PROVIDED PASSAGE —
==========
Обсуждение: [HACKERS] Constraint exclusion for partitioned tables

Поиск
Список
Период
Сортировка

[HACKERS] Constraint exclusion for partitioned tables

От
Ashutosh Bapat
Дата:
Hi,
In relation_excluded_by_constraints(), we do not apply constraint
exclusion if rte->inh is true.

    /* Only plain relations have constraints */
    if (rte->rtekind != RTE_RELATION || rte->inh)
        return false;

Thus every partitioned table will not benefit from the constraint
exclusion, even when constraint_exclusion = on. Hence for a
partitioned table
 \d+ t1
                                    Table "public.t1"
 Column |  Type   | Collation | Nullable | Default | Storage | Stats
target | Description
--------+---------+-----------+----------+---------+---------+--------------+-------------
 a      | integer |           | not null |         | plain   |              |
 b      | integer |           |          |         | plain   |              |
Partition key: RANGE (a)
Check constraints:
    "t1_b_check" CHECK (b > 100)
Partitions: t1p1 FOR VALUES FROM (0) TO (100),
            t1p2 FOR VALUES FROM (100) TO (200)

while executing a query "select * from t1 where b < 100"
set_rel_size() doesn't mark t1 as dummy. It gets marked dummy only
after all the children have been deemed dummy by constraint exclusion.
This means that we will unnecessarily examine children when the parent
itself is known dummy.

I am guessing that for normal inheritance, a constraint on parent
doesn't necessarily imply the same constraint on the child (Amit
Langote gives me an example of NOT NULL constraint). But in case of
partitioned table, every constraint on the parent is applicable to the
child as well. So, we can apply constraint exclusion on partitioned
relation. Here's patch to do that.

-- 
Best Wishes,
Ashutosh Bapat
EnterpriseDB Corporation
The Postgres Database Company

-- 
Sent via pgsql-hackers mailing list (pgsql-hackers@postgresql.org)
To make changes to your subscription:
http://www.postgresql.org/mailpref/pgsql-hackers

Вложения

Re: [HACKERS] Constraint exclusion for partitioned tables

От
Robert Haas
Дата:
On Thu, Apr 6, 2017 at 6:47 AM, Ashutosh Bapat
<ashutosh.bapat@enterprisedb.com> wrote:
> I am guessing that for normal inheritance, a constraint on parent
> doesn't necessarily imply the same constraint on the child (Amit
> Langote gives me an example of NOT NULL constraint).

CHECK constraints that apply to the parent would apply to all
children, unless they are NO INHERIT, so even for regular inheritance,
it might still be possible to prove something by ignoring things that
won't necessarily cascade.

For partitioning, it may be that we've got enough restrictions in
place on what can happen that we can assume everything can cascade.
Actually, I hope that's true, since the partitioned table has no
storage of its own.
==========
MATERIAL PROVIDED —
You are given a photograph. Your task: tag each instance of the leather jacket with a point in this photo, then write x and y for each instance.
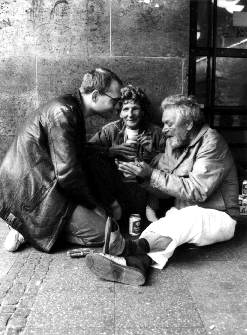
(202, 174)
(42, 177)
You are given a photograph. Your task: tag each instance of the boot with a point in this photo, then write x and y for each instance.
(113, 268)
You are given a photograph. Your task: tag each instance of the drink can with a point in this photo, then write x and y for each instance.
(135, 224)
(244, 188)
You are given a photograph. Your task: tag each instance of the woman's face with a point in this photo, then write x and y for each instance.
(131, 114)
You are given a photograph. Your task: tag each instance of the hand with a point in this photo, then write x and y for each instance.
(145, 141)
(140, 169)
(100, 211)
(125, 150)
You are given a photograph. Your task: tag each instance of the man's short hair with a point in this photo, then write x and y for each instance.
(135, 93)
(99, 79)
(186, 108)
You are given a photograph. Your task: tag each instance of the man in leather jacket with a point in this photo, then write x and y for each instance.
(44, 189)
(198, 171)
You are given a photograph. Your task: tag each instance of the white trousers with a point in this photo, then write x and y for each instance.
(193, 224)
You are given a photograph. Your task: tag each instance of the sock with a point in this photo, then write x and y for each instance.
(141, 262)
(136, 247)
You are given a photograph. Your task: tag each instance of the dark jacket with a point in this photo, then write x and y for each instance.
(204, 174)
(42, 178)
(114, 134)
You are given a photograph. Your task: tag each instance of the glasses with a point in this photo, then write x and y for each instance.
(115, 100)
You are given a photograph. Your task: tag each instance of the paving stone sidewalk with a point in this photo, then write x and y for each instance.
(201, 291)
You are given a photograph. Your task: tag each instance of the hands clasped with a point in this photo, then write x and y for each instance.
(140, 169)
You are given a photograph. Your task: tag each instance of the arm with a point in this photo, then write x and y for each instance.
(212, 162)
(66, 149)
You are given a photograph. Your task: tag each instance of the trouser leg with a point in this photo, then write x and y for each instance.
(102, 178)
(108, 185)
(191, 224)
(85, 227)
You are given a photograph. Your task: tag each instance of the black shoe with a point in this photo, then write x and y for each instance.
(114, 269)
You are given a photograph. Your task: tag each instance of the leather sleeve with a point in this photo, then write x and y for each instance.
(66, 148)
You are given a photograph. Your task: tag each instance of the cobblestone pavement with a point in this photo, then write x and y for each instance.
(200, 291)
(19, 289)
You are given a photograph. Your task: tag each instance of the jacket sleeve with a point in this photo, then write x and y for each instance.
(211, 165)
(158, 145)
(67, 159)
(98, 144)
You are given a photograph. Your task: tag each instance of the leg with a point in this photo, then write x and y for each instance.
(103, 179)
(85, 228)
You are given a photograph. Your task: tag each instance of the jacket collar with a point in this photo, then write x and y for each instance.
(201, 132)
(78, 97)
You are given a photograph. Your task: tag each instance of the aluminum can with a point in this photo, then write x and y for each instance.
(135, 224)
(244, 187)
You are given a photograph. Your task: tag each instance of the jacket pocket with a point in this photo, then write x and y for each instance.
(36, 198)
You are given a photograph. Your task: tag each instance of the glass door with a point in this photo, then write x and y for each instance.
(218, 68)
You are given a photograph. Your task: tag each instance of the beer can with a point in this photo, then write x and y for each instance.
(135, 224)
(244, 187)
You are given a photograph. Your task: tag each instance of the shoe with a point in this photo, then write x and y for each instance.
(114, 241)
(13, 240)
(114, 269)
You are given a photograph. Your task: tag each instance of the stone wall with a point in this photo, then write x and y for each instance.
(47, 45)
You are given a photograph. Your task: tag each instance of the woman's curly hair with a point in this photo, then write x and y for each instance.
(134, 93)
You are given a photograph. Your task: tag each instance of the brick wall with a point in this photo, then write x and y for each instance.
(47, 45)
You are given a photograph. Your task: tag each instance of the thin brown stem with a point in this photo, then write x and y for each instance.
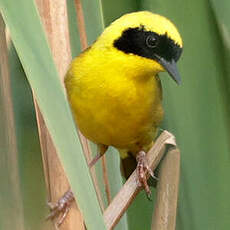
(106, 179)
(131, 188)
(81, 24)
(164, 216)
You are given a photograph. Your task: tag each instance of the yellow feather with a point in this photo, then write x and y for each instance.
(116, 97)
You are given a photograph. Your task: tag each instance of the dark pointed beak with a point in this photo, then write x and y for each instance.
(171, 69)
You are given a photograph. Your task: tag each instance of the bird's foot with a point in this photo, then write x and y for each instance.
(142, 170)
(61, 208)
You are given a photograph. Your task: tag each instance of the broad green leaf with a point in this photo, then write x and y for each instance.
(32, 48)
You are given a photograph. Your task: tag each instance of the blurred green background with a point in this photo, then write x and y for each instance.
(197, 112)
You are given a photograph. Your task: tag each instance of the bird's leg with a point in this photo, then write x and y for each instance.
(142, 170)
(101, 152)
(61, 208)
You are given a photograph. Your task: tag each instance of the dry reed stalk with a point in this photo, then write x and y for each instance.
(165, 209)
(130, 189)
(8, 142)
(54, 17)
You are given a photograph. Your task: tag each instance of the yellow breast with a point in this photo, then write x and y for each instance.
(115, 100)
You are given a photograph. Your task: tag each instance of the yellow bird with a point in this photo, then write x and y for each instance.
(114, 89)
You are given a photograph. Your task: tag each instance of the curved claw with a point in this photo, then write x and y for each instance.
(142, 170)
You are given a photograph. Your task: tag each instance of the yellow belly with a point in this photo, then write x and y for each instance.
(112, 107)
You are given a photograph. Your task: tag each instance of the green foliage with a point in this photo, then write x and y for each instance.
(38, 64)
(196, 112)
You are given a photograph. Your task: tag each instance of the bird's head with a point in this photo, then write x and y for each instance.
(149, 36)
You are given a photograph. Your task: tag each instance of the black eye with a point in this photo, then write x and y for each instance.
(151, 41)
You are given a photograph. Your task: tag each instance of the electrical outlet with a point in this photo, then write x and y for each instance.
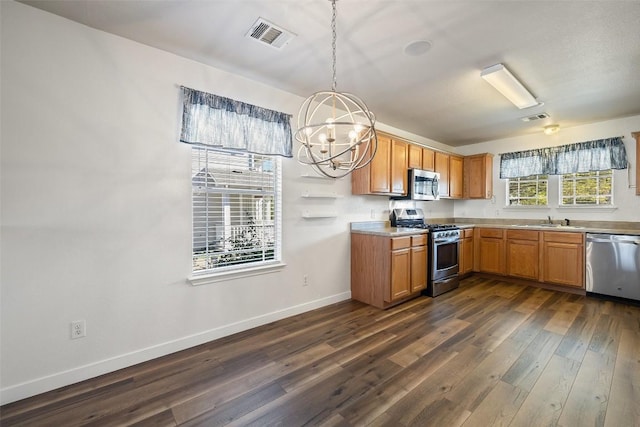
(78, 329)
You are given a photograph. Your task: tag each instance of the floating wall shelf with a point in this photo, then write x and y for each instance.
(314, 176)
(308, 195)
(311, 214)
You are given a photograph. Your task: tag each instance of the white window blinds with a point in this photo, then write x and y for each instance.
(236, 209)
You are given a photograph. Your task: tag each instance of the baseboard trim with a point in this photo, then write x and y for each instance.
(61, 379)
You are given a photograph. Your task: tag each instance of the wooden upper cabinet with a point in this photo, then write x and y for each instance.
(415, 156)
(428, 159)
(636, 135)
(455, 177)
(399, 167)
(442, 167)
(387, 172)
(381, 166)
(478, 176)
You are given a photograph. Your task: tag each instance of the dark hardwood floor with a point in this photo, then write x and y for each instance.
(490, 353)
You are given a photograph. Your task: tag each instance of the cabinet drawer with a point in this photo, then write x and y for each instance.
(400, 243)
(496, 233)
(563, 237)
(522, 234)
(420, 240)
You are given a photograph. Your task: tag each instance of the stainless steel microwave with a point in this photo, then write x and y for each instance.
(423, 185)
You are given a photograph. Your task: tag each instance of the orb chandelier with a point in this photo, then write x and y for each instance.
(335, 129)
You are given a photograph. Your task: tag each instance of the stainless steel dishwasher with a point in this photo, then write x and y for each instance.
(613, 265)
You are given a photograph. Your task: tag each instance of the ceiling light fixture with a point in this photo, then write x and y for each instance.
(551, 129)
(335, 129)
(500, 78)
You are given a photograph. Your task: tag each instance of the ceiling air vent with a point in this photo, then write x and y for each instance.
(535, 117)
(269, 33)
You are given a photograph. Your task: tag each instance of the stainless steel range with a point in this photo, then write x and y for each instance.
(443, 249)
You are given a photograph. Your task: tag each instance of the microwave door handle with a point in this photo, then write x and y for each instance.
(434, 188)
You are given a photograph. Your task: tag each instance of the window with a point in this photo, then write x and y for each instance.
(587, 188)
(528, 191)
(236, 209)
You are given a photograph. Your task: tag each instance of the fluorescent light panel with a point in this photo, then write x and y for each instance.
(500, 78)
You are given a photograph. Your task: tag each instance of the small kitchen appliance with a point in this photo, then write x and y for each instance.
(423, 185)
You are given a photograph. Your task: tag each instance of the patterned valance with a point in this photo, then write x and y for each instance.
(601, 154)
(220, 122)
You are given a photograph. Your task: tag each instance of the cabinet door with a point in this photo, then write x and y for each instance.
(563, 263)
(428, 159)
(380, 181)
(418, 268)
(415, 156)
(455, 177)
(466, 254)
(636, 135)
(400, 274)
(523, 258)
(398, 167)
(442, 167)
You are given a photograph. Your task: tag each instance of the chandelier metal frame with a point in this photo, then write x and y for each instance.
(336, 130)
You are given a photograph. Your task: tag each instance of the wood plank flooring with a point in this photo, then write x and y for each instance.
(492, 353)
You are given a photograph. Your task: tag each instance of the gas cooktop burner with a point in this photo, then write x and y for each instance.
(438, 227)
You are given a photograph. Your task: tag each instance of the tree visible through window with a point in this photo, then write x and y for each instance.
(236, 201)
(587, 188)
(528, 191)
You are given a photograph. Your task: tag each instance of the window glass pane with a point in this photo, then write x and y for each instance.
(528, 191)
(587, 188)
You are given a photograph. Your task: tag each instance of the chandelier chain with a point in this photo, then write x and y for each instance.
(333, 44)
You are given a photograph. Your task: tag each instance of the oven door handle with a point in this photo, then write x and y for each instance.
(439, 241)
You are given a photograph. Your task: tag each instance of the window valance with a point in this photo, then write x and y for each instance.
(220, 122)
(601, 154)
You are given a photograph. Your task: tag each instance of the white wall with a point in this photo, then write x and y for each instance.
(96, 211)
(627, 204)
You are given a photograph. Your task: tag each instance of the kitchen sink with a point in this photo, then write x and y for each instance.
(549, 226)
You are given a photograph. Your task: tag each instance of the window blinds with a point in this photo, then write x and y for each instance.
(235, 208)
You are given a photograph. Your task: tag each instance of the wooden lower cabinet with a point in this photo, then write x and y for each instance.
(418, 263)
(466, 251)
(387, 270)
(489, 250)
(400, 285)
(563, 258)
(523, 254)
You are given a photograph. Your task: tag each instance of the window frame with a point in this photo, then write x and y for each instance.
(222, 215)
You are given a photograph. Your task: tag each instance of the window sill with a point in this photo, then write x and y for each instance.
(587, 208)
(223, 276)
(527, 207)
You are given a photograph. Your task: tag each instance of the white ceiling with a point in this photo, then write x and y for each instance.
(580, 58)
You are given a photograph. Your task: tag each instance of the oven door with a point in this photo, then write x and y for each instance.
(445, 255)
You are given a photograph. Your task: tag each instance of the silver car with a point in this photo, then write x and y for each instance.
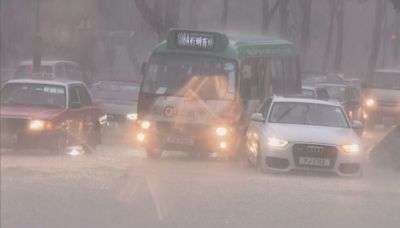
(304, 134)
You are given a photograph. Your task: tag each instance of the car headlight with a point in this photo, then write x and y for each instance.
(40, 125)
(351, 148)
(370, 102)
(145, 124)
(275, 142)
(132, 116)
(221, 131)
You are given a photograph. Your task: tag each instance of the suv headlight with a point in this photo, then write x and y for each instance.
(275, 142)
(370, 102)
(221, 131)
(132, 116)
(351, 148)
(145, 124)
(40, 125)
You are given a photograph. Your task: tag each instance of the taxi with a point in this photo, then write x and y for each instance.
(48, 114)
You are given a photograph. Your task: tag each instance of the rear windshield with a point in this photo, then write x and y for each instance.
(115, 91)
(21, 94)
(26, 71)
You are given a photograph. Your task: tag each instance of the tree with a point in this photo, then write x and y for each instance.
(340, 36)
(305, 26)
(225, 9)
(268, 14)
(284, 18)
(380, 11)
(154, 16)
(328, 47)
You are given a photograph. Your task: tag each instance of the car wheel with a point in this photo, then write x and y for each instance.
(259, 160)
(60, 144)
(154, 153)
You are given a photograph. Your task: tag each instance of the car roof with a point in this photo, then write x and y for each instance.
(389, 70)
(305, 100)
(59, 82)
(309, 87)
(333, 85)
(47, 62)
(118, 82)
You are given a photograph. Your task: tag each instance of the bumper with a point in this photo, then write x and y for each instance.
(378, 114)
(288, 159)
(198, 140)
==========
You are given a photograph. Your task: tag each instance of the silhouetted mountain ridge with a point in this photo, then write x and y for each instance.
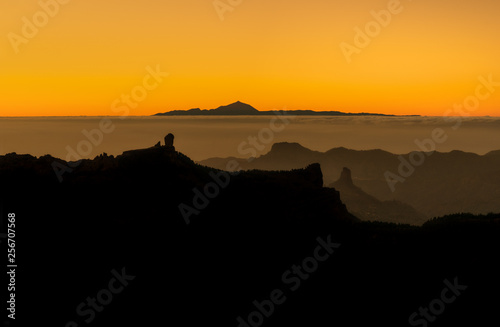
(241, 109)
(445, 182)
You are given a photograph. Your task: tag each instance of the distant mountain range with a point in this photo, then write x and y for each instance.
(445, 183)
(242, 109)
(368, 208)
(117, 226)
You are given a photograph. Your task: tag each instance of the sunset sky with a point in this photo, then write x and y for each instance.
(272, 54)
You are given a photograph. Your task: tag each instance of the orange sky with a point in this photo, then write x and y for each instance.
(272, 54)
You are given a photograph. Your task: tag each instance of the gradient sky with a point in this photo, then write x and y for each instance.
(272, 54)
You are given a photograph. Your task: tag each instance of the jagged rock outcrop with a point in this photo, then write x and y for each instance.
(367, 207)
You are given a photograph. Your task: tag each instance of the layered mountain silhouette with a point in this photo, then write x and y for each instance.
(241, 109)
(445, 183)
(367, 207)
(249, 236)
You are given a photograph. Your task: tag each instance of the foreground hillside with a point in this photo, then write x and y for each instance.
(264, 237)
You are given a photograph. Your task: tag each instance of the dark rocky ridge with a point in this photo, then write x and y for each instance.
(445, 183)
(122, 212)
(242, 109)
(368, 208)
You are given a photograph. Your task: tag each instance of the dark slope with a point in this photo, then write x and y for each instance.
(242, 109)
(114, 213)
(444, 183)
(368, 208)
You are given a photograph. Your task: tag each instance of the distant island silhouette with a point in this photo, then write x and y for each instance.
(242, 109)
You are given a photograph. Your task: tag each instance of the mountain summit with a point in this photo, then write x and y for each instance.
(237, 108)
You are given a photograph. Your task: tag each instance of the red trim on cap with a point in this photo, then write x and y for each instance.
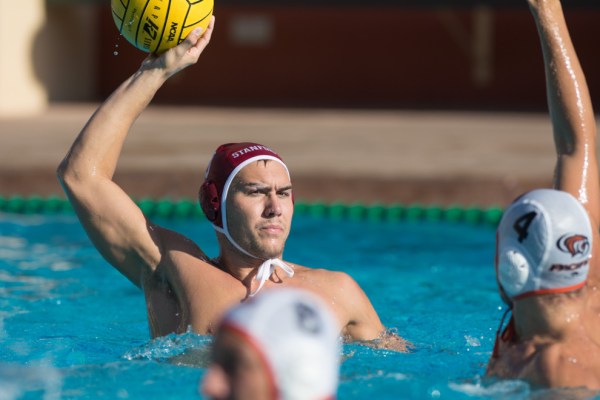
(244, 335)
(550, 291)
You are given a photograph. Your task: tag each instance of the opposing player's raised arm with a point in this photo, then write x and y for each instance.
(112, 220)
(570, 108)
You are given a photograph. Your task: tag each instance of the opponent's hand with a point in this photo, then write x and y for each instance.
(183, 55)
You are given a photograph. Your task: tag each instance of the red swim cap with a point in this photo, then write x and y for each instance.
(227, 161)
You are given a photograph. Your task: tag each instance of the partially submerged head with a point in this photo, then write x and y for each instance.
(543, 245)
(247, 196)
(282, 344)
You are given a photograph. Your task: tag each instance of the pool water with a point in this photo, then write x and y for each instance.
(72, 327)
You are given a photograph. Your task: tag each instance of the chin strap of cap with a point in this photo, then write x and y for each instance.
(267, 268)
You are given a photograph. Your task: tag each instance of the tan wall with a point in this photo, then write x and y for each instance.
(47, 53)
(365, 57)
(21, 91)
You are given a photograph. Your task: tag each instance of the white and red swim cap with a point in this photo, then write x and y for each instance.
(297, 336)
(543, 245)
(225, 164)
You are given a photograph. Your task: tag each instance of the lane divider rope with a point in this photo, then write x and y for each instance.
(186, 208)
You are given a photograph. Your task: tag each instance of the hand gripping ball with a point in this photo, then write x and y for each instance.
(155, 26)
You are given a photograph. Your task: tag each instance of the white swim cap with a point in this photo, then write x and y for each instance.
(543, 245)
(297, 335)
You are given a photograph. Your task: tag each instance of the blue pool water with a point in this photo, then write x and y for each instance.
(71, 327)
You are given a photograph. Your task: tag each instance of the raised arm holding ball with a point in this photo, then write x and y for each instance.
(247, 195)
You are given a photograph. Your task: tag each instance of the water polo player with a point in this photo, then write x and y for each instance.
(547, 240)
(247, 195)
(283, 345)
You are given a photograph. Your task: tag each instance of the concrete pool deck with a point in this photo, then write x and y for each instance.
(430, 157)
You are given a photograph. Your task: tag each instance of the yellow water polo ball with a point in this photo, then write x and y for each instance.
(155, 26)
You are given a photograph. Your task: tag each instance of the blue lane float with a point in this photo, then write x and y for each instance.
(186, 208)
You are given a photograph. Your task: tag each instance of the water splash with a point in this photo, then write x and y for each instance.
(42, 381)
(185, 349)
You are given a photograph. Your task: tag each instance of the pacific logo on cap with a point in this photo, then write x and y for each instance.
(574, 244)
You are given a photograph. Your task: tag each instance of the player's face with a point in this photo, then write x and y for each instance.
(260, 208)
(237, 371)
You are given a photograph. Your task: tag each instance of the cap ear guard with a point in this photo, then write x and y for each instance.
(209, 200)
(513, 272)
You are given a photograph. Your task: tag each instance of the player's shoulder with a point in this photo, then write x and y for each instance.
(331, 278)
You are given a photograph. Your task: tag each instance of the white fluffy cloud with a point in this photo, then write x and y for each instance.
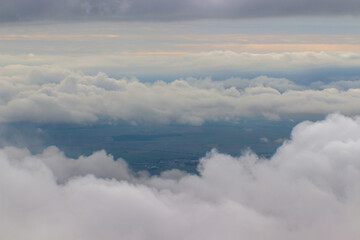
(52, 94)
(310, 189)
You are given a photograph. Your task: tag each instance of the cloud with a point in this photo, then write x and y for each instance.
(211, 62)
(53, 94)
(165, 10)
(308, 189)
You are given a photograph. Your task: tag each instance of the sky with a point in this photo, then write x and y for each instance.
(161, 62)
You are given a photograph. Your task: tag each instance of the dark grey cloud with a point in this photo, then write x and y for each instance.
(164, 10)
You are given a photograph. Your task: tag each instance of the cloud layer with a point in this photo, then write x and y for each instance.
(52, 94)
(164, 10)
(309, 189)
==========
WHAT THIS EXERCISE ASKS —
1. Name every person mentioned in the constraint exclusion thread.
2. Report how many lines of the records contain the string "wall", treating case as significant, and give only the number.
The records have no connection to the thread about constraint exclusion.

THE RESPONSES —
1. Ashutosh Bapat, Amit Langote, Robert Haas

2. 5